▶ [SOURCE PASSAGE]:
######
BluRay is over kill in capacity that was designed for a shitty MPG2 codec h264 and h265 are far better compressions and take up less space for same quality in the digital world at 1080p.



 

 

SegaHeart said:
Cobretti2 said:

Digital killed BluRay. People are tired of upgrading, from VHS to DVD to BluRay then 4K, soon 8K will come.

BluRay is over kill in capacity that was designed for a shitty MPG2 codec h264 and h265 are far better compressions and take up less space for same quality in the digital world at 1080p.

I guess I don't know where to get Digital except the 4k Blueray + Digital combo? But most older movies before 2000 finding them in the next format 8k and Digital only will get harder. :(

Streaming services lol. Lot of people don't care about ownership anymore because they already bough their favourite movies several times. don't forget their was VCD in between VHS and DVD lol. Glad that didn't last long the quality was shocking unless you wanted 3 or 4 discs for one movie lol.



 

 

Cobretti2 said:

Digital killed BluRay. People are tired of upgrading, from VHS to DVD to BluRay then 4K, soon 8K will come.

BluRay is over kill in capacity that was designed for a shitty MPG2 codec h264 and h265 are far better compressions and take up less space for same quality in the digital world at 1080p.
######
▶ [DATA RECORDS]:
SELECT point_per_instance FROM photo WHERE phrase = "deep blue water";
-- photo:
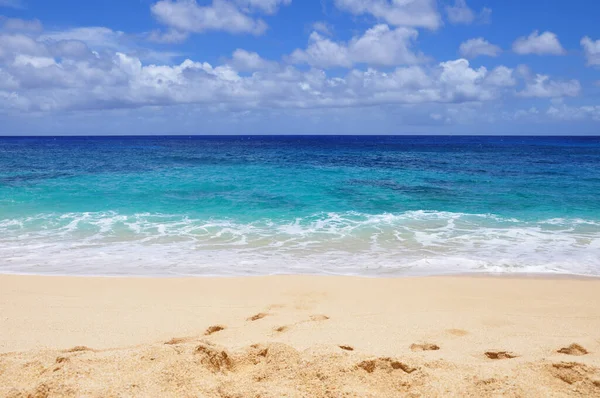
(367, 205)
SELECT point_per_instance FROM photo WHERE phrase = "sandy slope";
(299, 336)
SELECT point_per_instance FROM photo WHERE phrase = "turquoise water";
(375, 206)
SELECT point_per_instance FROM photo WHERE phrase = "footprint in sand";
(500, 355)
(257, 317)
(457, 332)
(386, 364)
(79, 348)
(573, 349)
(214, 329)
(313, 318)
(178, 340)
(424, 347)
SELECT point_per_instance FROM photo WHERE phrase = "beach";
(296, 336)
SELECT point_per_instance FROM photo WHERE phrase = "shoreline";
(324, 336)
(466, 274)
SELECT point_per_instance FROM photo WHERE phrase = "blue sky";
(299, 67)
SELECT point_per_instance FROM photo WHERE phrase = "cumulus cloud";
(12, 3)
(20, 25)
(591, 49)
(68, 75)
(571, 113)
(170, 36)
(542, 86)
(475, 47)
(322, 27)
(183, 17)
(379, 45)
(243, 60)
(461, 13)
(417, 13)
(541, 44)
(265, 6)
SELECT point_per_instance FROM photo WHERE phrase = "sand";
(296, 336)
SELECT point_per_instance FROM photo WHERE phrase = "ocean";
(256, 205)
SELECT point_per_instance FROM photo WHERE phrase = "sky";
(128, 67)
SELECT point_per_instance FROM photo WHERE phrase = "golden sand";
(299, 337)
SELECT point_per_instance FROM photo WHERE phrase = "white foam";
(417, 242)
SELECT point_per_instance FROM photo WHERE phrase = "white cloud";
(591, 49)
(475, 47)
(460, 12)
(187, 16)
(20, 25)
(97, 37)
(540, 44)
(571, 113)
(380, 45)
(418, 13)
(542, 86)
(12, 3)
(34, 78)
(170, 36)
(266, 6)
(322, 27)
(243, 60)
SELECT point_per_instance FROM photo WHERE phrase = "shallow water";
(376, 206)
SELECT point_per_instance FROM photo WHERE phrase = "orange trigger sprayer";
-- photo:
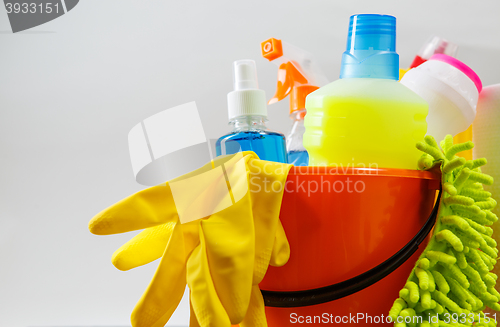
(298, 75)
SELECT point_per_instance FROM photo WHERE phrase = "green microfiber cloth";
(452, 283)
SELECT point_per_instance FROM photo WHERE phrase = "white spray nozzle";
(245, 75)
(246, 99)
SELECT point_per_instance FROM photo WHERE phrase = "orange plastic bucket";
(345, 227)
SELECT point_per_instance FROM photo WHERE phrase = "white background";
(71, 89)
######
▶ [JOBS]:
[a] Name every video codec mentioned in the BluRay discussion.
[b] Quote the BluRay discussion word for word between "I guess I don't" and "one movie lol.", inclusive.

▶ [ANSWERS IN ORDER]:
[a] MPG2, h264, h265

[b]
I guess I don't know where to get Digital except the 4k Blueray + Digital combo? But most older movies before 2000 finding them in the next format 8k and Digital only will get harder. :(

Streaming services lol. Lot of people don't care about ownership anymore because they already bough their favourite movies several times. don't forget their was VCD in between VHS and DVD lol. Glad that didn't last long the quality was shocking unless you wanted 3 or 4 discs for one movie lol.